# To do
a: Answer these about the essay on the science of connection:
(i) Which law of physics does the essay say living organisms defy?
(ii) In what profession does the writer say they work?
(iii) What principle does the essay say continues to win out?
b: How would the essay on the science of connection carry on past its final sentence? Write the next part.
Segment Start: Provided text
The Science of Connection in a Disconnected World
An Arizona sky
Life has a way of bringing things together. Science tells us so. The fact that living things tend to come together when all else in the universe is falling apart, gives me hope as a psychotherapist. Living organisms are living precisely because they defy the second law of thermodynamics. It says that all things will move toward a state of entropy. In the non-living world when things come apart, they disconnect, and lose their structure and function. On the other hand animals like us grow to connect and become more complex, developing structures and functions that resist entropy and bend toward creativity. As homo sapiens, our organism goes so far as to create cultures capable of supporting more life long after we are gone.
Or not. We live in a culture where periods of domination have led us to take things apart without understanding how they are connected. As if we are on the side of entropy. At these times a lack of life preserving information in our initial decision making has left us with uninformed when it has come time to fix things. Nowhere is this more noticeable to a psychotherapist than in the mental health field where solutions often boil down to forcing things back together or giving up entirely on more life sustaining efforts. In fact, it’s not far fetched to say the concept of mental health is an unfortunate reduction itself. The study and research of our mental life has been disconnected from the body and social relationships since it’s inception. We have left the body and the socio-cultural aspects of many of our problems separated. This disconnection has been encouraged by a less informed focus on forceful solutions like psychopharmacological drugs and a neglect of mental health altogether at the other end. Despite the trend towards taking things apart and out of context so they can be more easily manipulated, there is one priceless and free principle of life that continues to win out. Connection begets connection.
Segment End: Provided text
Segment Start: Supplied material
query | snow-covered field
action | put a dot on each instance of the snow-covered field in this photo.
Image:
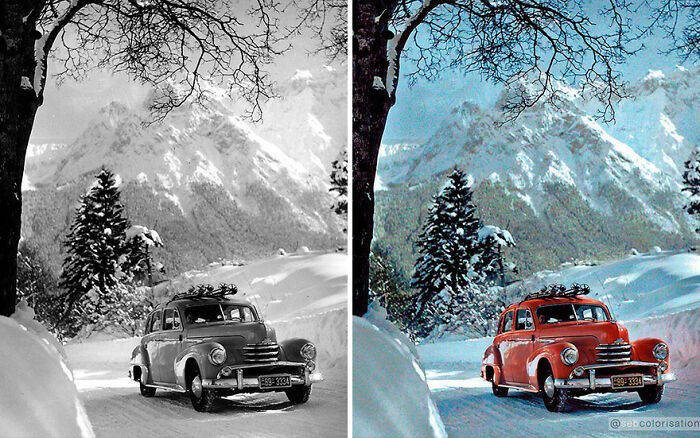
(390, 394)
(300, 295)
(656, 294)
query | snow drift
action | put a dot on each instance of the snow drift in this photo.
(38, 397)
(390, 393)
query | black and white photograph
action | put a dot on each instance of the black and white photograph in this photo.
(173, 235)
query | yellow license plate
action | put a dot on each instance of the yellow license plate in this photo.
(635, 381)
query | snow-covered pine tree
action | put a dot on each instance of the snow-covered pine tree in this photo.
(491, 265)
(389, 288)
(140, 242)
(444, 274)
(691, 184)
(339, 184)
(96, 250)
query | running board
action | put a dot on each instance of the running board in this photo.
(527, 388)
(176, 388)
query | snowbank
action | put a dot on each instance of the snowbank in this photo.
(467, 351)
(682, 333)
(390, 393)
(38, 397)
(635, 287)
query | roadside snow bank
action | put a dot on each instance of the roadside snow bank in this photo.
(682, 333)
(38, 397)
(390, 393)
(328, 331)
(466, 351)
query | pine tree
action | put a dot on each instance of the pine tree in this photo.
(390, 289)
(691, 184)
(444, 274)
(339, 184)
(96, 252)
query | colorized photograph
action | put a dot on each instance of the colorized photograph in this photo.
(526, 218)
(173, 236)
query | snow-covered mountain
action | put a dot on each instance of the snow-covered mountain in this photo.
(558, 176)
(211, 182)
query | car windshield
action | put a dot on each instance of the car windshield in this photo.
(555, 313)
(219, 313)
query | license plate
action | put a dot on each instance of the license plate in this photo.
(627, 381)
(275, 381)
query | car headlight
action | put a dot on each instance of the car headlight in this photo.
(569, 355)
(217, 356)
(660, 351)
(308, 351)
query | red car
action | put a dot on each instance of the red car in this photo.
(208, 344)
(562, 344)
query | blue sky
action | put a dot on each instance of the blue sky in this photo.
(421, 108)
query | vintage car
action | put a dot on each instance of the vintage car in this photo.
(562, 344)
(209, 344)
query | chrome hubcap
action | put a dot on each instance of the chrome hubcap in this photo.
(549, 386)
(197, 386)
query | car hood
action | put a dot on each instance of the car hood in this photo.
(586, 336)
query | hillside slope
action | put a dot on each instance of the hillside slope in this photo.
(566, 186)
(212, 184)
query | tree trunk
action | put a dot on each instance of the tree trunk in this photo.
(18, 107)
(369, 113)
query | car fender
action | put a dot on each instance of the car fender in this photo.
(551, 353)
(290, 349)
(200, 353)
(138, 360)
(642, 350)
(492, 358)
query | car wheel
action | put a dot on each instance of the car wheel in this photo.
(554, 398)
(146, 391)
(651, 394)
(202, 398)
(299, 394)
(499, 391)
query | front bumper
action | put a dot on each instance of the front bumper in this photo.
(239, 381)
(592, 382)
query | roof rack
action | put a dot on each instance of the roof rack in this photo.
(559, 291)
(199, 291)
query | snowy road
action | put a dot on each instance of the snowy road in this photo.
(116, 409)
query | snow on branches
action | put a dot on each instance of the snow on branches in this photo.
(459, 262)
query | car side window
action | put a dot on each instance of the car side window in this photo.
(507, 322)
(171, 319)
(247, 314)
(147, 329)
(523, 320)
(155, 322)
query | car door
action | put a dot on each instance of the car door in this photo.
(502, 343)
(169, 345)
(522, 344)
(151, 343)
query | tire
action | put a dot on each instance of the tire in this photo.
(554, 398)
(203, 399)
(499, 391)
(651, 394)
(299, 394)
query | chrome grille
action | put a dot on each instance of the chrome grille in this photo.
(613, 353)
(260, 353)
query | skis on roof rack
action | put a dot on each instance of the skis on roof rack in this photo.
(559, 291)
(207, 291)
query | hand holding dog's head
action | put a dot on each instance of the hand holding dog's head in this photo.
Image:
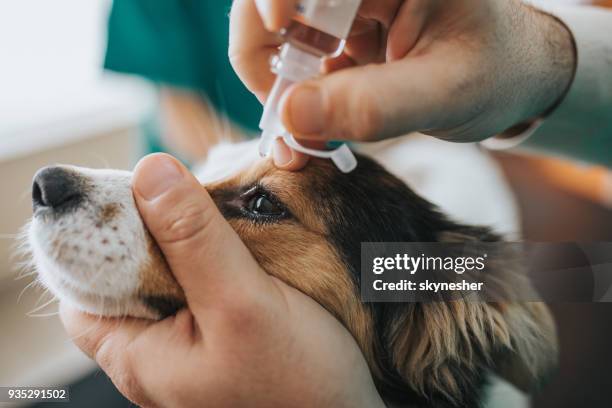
(304, 229)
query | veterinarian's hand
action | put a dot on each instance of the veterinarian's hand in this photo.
(460, 70)
(247, 338)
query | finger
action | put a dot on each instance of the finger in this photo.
(286, 158)
(207, 257)
(107, 341)
(251, 46)
(276, 14)
(371, 102)
(407, 27)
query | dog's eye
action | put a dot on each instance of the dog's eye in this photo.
(261, 205)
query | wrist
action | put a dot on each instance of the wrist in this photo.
(555, 51)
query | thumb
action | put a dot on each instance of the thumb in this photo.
(206, 256)
(368, 102)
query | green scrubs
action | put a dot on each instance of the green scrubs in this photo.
(182, 43)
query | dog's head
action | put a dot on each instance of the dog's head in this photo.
(92, 250)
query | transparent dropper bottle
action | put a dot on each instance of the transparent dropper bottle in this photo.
(319, 30)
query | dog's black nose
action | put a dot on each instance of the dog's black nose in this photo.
(56, 188)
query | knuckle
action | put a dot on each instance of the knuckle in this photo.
(367, 122)
(186, 224)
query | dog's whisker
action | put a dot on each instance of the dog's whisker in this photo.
(41, 307)
(29, 285)
(43, 315)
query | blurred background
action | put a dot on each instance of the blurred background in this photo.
(168, 86)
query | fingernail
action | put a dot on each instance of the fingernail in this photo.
(156, 175)
(264, 12)
(282, 154)
(306, 111)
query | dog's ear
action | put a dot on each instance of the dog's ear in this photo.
(445, 348)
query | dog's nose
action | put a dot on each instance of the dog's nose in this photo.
(56, 188)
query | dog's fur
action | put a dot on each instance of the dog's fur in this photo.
(99, 256)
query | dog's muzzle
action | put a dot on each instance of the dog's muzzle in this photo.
(56, 189)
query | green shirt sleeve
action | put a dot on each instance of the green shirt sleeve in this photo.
(181, 43)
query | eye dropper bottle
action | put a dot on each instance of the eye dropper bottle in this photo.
(318, 30)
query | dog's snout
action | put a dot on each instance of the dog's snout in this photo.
(56, 188)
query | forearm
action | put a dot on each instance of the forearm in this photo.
(581, 126)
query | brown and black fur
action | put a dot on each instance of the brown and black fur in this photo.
(421, 354)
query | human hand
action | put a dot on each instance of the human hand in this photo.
(246, 339)
(461, 71)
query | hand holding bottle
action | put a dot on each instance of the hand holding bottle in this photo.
(462, 70)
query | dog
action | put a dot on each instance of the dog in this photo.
(92, 250)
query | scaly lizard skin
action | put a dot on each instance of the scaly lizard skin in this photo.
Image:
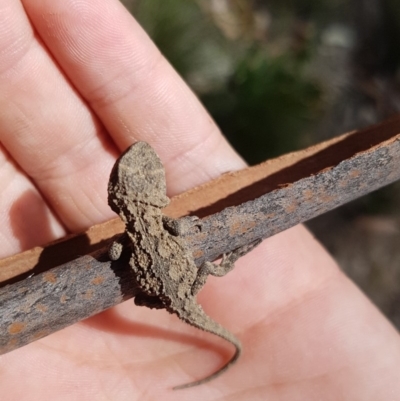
(163, 265)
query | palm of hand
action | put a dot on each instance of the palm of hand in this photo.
(87, 83)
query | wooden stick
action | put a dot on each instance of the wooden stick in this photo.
(236, 208)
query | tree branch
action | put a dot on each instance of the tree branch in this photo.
Segment End: Supplied material
# Responses for each task
a:
(i) The second law of thermodynamics.
(ii) Psychotherapist.
(iii) Connection begets connection.

b:
The complex structure and function of our body lies in the fact that it gives rise to a self-system capable of forming complex relationships with other bodies. All together we have the potential to form a very physical system capable of facilitating the generation of informed solutions to life’s problems. This is we what I call intersubjective collaboration. When out of our experience of disconnection we connect and communicate about how life is going with someone who is paying attention, solutions arise from places out of our control. The information exchange within our body and between our body and someone else’s generates what I call biopsychosocial connectivity. That is, a connection between our brain, self-system, and other people. The Life Enhancing Information Processing (LEIP) is a perspective on psychotherapy informed by how all life forms depend on the collaborative exchange of information to live. It has lead me to focus on facilitating intersubjective collaboration in my psychotherapy and consulting practice as an alternative to taking myself and clients out of their historical and environmental context and trying to merely manipulate their brain, self, or our relationship in isolation of each other.
Trees and plants, plants and insects, animals and animals and every other combination of life form gives us fascinating everyday examples of life making its way in the context of their relationship to their environment and historical context. We have shared many structures and functions with other organisms throughout evolutionary time. The LEIP perspective has inspired the Biopsychosocial Adaptive Information Processing Model (BPS-AIP), a model of psychotherapy that draws on what we know about the human version of connection. You can read about this theoretical model in two scientific papers published by Springer Publishing in the Journal of EMDR Practice and Research (Cotraccia, 2012, 2022). A key problem in living many of us who present for psychotherapy face is that we are surviving in more or less disconnected social environments. Disconnection begets disconnection. Cultural resources that we pass down from generation to generation don’t always promote social connection. Even in the mental health field we adhere to theories, methods, and funding for research that yields financial gain for the few and promote disconnection in the research lab, training institute, graduate program, and therapist’s office.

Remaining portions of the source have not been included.